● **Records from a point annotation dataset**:
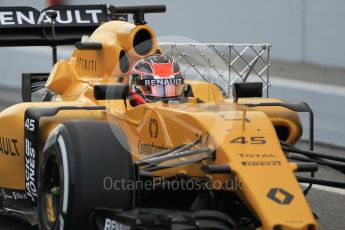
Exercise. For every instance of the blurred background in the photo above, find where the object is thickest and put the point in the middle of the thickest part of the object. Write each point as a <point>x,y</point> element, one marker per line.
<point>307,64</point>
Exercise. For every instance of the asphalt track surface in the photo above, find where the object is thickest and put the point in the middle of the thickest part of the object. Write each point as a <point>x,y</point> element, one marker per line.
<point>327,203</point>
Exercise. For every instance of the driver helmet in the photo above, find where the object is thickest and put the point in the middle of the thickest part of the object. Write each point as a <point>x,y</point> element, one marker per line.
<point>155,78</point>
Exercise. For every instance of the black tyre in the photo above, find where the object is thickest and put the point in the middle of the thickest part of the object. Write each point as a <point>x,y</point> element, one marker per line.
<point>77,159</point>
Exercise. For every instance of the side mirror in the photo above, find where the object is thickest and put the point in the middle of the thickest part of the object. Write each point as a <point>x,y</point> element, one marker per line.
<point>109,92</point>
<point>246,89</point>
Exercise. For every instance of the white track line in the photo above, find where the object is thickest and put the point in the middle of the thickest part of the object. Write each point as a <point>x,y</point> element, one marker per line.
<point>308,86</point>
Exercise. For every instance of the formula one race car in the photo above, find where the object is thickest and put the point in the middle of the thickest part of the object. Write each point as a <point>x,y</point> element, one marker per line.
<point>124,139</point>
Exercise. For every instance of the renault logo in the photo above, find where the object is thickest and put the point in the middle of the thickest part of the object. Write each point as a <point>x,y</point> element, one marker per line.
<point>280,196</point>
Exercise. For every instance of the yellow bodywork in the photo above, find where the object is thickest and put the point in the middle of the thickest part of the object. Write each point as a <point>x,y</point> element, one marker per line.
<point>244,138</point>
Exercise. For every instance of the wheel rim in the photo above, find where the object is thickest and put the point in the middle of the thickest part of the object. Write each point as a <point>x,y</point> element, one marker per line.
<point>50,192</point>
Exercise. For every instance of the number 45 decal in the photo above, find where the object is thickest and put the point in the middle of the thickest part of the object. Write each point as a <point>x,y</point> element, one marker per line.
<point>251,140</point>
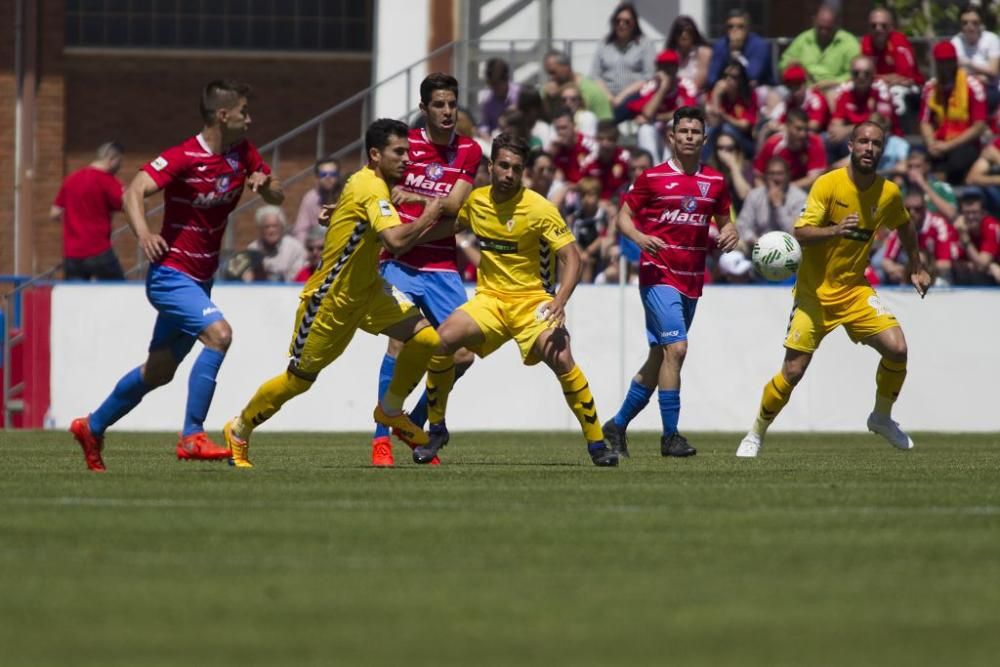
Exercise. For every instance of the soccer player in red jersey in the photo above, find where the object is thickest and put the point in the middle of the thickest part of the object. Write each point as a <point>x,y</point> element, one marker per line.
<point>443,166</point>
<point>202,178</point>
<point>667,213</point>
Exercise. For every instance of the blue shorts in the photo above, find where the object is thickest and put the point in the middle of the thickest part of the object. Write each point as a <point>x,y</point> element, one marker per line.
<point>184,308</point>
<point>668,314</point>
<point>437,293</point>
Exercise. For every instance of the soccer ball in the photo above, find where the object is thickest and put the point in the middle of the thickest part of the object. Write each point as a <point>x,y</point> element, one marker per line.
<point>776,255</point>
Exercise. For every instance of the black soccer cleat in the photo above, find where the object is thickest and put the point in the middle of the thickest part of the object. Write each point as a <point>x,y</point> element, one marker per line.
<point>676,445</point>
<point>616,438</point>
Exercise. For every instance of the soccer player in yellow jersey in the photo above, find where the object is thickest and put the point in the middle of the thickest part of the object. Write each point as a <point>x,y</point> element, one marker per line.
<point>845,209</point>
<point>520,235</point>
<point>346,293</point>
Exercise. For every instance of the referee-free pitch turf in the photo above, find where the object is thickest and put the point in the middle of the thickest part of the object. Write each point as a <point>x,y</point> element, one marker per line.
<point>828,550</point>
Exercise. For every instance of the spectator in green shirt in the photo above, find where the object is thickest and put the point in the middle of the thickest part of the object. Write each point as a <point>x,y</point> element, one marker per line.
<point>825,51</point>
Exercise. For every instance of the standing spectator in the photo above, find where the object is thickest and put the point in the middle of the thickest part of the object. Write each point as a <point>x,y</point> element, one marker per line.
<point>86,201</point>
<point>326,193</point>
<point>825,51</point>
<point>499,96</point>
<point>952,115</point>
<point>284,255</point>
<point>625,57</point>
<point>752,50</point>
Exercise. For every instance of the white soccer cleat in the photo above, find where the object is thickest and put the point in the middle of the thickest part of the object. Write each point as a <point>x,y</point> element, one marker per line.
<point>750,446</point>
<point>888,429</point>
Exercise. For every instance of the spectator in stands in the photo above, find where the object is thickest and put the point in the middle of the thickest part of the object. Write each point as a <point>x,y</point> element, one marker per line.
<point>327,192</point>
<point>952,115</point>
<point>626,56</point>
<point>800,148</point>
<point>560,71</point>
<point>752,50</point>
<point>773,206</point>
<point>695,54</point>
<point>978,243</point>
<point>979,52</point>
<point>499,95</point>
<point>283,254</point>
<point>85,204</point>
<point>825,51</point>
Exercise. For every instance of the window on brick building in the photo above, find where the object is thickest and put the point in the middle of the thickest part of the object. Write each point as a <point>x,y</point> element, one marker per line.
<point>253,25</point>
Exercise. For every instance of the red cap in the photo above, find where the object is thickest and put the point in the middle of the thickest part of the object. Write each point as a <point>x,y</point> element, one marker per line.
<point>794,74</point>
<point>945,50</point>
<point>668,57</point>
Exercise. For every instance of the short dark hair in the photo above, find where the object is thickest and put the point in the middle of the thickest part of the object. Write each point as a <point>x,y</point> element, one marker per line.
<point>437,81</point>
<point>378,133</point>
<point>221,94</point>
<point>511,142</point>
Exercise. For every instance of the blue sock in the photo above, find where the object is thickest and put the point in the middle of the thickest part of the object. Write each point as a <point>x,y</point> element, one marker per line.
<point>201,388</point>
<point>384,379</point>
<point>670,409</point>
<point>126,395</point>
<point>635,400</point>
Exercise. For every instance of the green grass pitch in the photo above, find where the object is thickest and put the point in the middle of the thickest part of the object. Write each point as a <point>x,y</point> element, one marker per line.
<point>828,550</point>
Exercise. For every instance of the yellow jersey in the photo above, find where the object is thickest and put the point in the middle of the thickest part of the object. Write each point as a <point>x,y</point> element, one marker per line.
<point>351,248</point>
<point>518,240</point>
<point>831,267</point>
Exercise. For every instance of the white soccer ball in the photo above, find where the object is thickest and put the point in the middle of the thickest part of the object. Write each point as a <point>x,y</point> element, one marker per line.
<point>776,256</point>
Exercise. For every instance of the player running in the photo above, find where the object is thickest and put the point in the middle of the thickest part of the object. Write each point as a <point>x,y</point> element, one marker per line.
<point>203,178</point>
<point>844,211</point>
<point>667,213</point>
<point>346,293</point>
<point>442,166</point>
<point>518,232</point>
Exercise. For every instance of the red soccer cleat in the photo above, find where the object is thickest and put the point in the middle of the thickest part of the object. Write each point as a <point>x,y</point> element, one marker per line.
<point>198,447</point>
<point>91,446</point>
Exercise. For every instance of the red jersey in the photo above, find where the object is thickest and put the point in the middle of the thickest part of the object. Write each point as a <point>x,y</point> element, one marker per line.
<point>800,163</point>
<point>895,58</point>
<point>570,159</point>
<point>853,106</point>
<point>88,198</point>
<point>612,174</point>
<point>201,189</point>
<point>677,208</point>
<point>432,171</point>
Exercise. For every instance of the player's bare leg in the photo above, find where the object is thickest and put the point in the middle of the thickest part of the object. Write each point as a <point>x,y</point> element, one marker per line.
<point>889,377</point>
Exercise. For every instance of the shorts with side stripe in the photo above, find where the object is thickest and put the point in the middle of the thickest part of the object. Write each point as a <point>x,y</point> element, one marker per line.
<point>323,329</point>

==

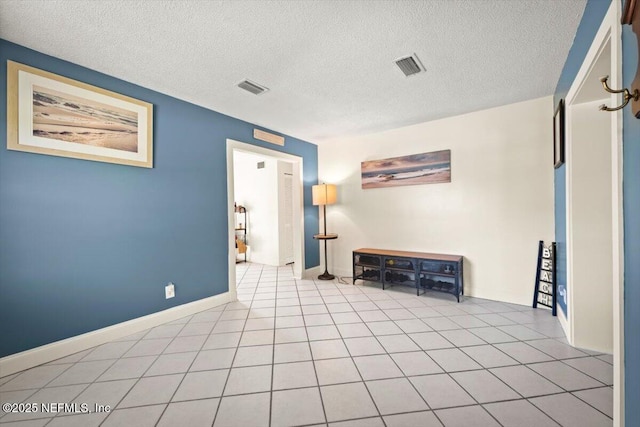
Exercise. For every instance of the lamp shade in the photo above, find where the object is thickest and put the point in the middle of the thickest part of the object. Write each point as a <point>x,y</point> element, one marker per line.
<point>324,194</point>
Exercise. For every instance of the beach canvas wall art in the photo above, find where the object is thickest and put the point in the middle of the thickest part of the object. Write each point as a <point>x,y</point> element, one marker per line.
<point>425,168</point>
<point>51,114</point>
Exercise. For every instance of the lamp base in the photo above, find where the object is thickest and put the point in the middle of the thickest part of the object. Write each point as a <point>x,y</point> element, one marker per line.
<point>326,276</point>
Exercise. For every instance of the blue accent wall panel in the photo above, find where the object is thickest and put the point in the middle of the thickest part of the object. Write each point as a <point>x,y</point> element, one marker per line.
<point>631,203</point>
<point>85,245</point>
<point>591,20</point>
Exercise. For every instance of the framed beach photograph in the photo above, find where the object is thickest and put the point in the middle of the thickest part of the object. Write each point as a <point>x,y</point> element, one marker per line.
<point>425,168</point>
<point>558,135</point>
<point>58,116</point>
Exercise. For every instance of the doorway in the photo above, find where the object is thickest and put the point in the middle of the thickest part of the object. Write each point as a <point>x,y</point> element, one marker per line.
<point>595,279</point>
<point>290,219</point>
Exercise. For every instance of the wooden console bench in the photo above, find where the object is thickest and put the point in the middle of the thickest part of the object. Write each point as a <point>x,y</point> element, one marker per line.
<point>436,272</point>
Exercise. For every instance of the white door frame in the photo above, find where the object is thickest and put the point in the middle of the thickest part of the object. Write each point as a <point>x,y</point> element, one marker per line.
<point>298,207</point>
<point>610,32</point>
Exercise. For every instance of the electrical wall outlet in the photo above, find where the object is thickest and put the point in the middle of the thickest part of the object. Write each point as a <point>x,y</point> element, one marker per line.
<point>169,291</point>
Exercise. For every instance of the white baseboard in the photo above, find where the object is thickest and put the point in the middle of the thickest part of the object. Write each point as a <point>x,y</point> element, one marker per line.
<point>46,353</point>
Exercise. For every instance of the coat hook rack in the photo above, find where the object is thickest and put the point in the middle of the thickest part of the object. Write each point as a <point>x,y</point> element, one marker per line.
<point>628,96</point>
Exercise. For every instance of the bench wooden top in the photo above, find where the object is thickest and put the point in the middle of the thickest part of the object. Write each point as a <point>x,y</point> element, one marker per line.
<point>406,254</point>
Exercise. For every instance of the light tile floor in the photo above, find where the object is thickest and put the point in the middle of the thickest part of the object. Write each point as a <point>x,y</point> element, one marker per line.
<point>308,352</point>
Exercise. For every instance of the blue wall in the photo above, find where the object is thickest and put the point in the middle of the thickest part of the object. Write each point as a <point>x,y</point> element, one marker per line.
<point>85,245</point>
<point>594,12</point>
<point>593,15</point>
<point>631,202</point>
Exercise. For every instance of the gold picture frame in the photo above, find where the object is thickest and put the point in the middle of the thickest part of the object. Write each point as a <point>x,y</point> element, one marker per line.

* * *

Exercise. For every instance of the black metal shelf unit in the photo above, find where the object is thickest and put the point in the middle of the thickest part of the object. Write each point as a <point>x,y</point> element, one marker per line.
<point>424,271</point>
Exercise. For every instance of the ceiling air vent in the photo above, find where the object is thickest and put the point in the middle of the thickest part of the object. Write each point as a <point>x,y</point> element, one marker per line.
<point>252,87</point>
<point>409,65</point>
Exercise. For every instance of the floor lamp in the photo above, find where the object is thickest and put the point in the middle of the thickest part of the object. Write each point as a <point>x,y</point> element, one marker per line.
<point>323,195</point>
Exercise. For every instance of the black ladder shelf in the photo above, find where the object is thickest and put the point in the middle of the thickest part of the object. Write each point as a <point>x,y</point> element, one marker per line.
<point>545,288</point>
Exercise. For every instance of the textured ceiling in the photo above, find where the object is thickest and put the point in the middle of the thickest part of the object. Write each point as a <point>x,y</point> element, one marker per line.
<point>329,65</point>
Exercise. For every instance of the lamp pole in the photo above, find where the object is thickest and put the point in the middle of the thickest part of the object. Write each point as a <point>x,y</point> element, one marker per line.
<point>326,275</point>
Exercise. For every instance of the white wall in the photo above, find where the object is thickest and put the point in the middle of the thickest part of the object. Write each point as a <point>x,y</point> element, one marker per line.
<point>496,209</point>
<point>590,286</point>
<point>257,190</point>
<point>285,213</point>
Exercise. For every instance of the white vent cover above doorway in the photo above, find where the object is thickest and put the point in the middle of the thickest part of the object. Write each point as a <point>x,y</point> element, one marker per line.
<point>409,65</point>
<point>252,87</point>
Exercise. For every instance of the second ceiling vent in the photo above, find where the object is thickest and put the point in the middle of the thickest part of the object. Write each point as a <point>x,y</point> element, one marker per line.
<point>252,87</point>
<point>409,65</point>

● **Problem details**: Copy the lines above word for word, starting at the line that contains "Exercise. For every instance of the blurred" and ending at the line that contains "<point>327,203</point>", with both of those lines included.

● **Written response**:
Exercise. For every instance of the blurred background in the photo above, find where the object is thickest and put the point in the middle of the thickest part of the object. Write each point as a <point>x,y</point> element, one marker per line.
<point>307,64</point>
Exercise. For every instance of the asphalt track surface in the photo above, find where the object is thickest and put the point in the middle of the thickest part of the object. Write each point as a <point>x,y</point> element, one marker per line.
<point>327,203</point>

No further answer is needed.